* **WORK TO BE COMPLETED**
Give only the number of lines in the records that include "blurred".

* **DATASET EXCERPTS**
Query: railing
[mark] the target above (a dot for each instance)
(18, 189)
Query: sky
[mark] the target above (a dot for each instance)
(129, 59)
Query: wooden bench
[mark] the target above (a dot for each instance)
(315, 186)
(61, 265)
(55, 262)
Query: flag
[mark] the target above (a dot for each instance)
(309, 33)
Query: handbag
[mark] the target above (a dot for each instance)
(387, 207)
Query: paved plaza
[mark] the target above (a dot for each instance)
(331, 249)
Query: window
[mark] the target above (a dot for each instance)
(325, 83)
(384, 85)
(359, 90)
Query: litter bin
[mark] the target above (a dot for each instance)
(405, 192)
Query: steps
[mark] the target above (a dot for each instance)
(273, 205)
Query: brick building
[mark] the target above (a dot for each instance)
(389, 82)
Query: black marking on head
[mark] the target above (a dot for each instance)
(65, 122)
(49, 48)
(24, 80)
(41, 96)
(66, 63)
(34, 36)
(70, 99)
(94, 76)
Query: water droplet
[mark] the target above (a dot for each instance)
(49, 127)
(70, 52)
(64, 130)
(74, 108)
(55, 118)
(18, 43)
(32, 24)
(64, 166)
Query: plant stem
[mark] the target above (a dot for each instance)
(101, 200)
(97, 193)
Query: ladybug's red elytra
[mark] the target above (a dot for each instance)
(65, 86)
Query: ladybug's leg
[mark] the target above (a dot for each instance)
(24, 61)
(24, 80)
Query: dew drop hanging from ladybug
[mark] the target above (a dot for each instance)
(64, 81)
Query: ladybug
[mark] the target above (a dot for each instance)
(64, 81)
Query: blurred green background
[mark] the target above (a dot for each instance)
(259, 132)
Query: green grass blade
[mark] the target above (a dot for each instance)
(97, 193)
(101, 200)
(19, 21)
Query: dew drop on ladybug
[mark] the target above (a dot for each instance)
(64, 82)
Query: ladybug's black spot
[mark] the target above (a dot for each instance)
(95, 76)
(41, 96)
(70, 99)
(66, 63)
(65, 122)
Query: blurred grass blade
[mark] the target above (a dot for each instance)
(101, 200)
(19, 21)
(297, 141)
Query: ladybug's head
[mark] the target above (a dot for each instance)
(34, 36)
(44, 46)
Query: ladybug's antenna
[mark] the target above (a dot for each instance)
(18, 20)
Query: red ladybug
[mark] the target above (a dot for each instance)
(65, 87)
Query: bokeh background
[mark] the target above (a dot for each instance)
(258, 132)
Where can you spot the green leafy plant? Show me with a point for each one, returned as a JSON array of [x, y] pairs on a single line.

* **SOLVED PROBLEM**
2